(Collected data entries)

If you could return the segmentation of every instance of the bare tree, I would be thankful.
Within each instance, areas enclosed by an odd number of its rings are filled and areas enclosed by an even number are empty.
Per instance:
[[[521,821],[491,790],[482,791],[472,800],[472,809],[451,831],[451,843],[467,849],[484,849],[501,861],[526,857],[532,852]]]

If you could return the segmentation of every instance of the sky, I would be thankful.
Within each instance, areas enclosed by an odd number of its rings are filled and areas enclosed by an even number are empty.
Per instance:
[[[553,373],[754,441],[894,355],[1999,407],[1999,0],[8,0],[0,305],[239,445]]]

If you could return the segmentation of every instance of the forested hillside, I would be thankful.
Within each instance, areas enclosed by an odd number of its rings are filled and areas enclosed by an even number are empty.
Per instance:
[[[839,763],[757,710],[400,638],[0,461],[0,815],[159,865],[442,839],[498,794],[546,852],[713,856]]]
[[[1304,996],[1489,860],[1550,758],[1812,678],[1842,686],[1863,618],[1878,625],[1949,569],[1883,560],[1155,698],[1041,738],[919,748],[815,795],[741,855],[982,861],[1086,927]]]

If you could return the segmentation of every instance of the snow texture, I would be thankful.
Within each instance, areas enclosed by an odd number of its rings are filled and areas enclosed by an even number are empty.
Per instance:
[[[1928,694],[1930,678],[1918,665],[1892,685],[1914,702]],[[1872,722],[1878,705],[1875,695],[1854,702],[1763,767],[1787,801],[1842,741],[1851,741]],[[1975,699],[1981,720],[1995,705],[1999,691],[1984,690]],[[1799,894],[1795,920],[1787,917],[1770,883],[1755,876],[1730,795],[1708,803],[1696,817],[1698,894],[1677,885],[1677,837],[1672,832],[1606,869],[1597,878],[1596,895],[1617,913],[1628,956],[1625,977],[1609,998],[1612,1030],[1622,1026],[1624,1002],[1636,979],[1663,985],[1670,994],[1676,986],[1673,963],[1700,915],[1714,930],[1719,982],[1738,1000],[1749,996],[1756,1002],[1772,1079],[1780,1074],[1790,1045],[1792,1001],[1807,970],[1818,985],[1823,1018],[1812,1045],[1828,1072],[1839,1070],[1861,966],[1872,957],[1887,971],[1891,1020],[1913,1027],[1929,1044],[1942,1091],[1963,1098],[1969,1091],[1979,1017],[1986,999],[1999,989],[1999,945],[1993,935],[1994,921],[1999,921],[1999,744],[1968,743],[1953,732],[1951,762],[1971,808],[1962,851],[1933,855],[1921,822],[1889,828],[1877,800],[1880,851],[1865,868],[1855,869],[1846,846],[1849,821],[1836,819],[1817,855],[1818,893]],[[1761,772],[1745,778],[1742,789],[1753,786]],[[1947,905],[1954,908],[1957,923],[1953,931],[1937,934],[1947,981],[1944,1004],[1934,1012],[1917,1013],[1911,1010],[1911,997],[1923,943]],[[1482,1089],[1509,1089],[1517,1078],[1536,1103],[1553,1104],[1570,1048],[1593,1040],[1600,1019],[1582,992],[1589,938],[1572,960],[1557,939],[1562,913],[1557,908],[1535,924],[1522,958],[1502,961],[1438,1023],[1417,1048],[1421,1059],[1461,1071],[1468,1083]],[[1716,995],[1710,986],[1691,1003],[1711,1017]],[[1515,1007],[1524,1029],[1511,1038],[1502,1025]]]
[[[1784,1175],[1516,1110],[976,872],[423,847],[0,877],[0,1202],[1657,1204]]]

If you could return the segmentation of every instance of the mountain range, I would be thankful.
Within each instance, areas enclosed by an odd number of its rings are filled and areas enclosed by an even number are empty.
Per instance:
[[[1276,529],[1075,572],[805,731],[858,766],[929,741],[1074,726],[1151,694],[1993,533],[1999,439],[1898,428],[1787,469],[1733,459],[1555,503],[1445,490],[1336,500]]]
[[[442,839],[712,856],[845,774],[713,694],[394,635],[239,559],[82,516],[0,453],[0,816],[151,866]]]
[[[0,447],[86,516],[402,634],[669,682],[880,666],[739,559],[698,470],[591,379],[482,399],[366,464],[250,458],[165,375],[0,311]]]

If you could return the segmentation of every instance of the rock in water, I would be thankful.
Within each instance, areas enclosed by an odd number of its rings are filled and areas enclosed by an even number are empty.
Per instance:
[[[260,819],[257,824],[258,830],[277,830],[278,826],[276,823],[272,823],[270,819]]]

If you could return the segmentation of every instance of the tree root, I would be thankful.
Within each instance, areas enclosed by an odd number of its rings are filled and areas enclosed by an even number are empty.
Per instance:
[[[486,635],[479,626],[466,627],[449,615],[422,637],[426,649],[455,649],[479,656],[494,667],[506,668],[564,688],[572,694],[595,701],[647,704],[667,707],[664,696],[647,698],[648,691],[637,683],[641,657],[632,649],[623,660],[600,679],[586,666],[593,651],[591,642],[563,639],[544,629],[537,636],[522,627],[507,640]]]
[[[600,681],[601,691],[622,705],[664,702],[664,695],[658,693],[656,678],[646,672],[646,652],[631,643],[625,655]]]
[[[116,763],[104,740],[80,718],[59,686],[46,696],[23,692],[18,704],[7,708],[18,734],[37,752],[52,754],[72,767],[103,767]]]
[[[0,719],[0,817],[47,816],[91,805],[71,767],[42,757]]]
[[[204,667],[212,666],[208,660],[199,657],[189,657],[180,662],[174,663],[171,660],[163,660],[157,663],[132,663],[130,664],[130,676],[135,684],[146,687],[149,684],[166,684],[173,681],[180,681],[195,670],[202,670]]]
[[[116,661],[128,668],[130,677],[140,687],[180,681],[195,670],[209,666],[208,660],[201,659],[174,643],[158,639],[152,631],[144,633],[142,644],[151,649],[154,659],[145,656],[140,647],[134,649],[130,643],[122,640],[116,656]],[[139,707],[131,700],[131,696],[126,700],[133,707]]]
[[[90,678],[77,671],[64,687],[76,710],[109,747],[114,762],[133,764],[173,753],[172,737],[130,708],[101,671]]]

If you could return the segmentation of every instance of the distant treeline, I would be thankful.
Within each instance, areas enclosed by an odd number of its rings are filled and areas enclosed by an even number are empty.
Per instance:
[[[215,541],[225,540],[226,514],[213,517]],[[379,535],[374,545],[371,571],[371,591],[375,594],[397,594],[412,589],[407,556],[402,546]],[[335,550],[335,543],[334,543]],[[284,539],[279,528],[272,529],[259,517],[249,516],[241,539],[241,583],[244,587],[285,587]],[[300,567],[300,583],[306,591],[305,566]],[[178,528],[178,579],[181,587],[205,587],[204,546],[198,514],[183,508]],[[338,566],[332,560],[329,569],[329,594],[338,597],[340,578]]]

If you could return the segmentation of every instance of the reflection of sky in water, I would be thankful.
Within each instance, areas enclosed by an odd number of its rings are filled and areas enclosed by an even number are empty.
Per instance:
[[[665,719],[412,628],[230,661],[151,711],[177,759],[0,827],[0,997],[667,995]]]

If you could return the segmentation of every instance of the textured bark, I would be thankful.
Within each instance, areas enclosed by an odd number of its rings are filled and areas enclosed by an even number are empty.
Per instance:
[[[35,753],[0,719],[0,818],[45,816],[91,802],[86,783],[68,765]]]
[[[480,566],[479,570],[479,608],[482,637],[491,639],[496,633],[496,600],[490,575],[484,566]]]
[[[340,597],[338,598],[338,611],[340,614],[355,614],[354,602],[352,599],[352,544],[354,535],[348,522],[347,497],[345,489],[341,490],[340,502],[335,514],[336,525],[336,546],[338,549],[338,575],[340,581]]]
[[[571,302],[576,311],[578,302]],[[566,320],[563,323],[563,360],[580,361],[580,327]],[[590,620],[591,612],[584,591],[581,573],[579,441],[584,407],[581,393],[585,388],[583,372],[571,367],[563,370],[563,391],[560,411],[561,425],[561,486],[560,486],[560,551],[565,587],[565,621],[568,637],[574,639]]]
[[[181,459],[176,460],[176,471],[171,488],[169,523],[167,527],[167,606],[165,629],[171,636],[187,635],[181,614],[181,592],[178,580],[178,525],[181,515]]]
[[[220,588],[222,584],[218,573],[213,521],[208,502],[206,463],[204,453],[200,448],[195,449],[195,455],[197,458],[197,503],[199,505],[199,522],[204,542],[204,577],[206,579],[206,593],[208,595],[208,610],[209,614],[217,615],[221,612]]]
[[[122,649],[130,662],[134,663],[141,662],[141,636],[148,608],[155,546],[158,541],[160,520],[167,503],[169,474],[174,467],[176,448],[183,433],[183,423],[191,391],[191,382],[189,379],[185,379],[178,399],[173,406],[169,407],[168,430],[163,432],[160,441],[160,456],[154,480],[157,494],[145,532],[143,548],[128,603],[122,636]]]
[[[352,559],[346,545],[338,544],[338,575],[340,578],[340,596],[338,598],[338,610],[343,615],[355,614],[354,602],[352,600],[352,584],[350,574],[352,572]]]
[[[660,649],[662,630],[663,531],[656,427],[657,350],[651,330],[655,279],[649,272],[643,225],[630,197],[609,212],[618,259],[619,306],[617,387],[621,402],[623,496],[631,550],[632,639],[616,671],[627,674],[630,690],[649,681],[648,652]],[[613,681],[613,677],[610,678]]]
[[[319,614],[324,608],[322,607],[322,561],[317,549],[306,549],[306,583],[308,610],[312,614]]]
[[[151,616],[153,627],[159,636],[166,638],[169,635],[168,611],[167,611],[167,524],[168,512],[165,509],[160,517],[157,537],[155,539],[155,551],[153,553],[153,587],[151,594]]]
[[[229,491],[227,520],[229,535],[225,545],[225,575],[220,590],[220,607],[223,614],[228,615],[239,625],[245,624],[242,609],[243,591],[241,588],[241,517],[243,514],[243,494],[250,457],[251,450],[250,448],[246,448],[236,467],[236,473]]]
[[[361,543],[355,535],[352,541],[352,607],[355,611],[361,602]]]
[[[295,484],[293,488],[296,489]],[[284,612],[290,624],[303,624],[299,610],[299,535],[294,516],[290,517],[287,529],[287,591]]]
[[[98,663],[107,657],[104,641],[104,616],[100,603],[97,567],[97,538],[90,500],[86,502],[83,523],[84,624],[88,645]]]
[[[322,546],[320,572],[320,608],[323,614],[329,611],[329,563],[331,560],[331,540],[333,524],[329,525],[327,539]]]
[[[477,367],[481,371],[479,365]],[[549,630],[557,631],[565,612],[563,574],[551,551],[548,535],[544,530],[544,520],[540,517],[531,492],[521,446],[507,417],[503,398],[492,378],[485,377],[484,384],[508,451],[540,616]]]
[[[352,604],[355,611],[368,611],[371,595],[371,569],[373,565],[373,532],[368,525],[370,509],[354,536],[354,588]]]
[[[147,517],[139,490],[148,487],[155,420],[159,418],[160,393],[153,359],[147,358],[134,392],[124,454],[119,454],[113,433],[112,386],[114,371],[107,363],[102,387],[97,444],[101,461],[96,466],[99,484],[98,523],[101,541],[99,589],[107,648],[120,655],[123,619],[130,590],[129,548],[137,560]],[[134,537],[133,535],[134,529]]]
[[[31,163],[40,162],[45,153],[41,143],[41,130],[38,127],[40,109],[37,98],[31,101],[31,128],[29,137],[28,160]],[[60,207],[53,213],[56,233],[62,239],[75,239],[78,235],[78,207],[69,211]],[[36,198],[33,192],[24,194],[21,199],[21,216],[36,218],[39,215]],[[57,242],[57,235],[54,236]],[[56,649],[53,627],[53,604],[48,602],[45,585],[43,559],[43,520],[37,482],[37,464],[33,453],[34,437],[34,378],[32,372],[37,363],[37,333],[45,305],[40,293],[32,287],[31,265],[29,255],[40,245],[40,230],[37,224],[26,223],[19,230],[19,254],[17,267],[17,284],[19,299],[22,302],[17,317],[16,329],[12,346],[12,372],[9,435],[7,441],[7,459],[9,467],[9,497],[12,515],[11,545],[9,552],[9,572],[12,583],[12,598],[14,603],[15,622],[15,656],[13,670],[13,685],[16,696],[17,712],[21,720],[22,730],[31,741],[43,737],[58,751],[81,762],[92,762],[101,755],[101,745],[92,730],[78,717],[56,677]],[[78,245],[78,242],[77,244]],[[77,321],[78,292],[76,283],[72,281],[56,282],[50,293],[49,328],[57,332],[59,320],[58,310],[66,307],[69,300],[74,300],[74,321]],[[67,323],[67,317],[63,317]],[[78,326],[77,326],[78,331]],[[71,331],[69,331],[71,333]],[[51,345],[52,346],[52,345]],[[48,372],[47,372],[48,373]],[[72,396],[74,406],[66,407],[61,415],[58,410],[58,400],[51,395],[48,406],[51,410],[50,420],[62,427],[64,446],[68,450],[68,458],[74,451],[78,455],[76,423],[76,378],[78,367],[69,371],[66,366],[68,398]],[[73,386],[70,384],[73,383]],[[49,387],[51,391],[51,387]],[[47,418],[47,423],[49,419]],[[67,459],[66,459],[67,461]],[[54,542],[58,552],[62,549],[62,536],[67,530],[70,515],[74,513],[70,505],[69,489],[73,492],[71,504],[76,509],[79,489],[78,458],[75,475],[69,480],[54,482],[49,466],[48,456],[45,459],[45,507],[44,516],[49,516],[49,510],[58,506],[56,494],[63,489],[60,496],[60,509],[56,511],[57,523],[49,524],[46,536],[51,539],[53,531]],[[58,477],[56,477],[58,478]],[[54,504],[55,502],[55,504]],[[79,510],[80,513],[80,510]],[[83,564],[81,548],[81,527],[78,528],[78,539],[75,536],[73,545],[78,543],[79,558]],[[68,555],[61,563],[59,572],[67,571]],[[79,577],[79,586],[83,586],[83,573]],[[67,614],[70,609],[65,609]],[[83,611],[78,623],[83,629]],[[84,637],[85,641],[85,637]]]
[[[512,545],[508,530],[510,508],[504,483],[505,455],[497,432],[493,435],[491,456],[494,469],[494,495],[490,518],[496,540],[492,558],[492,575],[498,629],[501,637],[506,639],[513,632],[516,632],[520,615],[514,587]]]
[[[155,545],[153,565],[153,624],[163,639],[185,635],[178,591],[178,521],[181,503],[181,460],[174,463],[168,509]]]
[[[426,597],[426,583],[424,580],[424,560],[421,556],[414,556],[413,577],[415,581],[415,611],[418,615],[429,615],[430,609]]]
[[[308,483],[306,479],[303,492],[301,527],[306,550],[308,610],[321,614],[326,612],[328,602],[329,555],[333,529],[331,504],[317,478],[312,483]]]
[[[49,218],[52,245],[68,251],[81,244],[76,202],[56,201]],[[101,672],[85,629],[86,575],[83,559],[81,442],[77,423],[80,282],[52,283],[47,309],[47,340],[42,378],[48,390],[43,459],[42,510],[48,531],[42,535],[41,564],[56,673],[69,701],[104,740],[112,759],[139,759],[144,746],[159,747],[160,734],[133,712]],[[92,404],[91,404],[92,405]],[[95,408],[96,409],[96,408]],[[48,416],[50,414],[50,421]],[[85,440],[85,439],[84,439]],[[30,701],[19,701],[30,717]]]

#### Try it
Among the lines of the records above, count those containing the word "water", then give the number by itself.

#### Answer box
2